Bounding-box records:

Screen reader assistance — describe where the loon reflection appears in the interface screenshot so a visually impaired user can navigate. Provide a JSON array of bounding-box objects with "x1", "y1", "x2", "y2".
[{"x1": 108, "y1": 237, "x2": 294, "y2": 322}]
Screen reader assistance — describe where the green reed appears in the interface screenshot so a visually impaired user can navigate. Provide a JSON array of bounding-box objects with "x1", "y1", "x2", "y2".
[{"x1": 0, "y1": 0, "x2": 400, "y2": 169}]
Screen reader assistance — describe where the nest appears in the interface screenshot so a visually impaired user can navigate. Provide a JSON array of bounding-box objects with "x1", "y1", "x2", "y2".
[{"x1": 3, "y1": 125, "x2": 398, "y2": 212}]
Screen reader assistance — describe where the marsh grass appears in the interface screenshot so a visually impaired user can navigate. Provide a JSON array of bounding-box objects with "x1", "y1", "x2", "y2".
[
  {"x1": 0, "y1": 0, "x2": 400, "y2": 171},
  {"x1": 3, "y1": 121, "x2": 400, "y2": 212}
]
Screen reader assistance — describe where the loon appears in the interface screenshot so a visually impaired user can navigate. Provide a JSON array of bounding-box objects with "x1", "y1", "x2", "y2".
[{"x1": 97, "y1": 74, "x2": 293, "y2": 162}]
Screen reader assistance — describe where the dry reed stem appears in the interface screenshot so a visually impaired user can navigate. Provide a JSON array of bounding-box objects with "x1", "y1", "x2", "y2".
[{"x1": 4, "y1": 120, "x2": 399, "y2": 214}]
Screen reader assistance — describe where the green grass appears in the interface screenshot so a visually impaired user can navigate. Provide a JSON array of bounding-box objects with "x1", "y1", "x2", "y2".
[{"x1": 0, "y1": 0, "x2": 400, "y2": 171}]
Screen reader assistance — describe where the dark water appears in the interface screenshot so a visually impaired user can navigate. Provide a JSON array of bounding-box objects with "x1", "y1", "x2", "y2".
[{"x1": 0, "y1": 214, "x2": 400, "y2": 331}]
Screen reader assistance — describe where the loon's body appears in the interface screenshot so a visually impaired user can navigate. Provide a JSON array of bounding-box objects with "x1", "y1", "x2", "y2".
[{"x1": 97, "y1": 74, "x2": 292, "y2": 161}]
---
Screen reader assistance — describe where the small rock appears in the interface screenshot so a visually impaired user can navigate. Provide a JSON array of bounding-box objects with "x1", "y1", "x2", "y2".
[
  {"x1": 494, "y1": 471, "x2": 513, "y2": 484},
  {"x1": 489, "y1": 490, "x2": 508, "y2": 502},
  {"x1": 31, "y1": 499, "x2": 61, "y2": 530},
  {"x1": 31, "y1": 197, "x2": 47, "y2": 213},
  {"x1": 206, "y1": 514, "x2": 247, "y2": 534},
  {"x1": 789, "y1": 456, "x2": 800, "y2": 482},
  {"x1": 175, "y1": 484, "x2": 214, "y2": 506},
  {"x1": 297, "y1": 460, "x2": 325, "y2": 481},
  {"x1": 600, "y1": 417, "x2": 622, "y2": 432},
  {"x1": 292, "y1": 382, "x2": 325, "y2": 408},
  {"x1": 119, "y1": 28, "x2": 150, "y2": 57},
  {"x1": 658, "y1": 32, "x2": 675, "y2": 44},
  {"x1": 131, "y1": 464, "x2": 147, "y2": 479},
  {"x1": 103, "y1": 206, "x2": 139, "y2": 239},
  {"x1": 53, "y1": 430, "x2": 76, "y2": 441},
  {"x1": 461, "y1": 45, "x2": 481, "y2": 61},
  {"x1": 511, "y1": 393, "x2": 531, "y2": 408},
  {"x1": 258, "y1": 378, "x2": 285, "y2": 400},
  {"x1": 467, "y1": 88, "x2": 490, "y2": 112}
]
---
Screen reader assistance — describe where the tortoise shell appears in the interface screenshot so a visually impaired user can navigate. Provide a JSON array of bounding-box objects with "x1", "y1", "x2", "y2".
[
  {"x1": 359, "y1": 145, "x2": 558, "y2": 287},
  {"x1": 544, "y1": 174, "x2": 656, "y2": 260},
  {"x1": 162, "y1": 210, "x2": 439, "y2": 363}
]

● Task goal
Locate each line above that contains the string "reed", and copy every such line in full. Letter case must match.

● Complete answer
Screen reader assistance — describe where the green reed appears in the interface screenshot so a visually impaired user can navigate. Provide a JSON array of bounding-box objects with "x1", "y1", "x2", "y2".
Screen reader assistance — describe where the dry reed stem appears in the interface screenshot so a visually impaired user can navigate. Provide a JSON array of bounding-box objects with "x1", "y1", "x2", "y2".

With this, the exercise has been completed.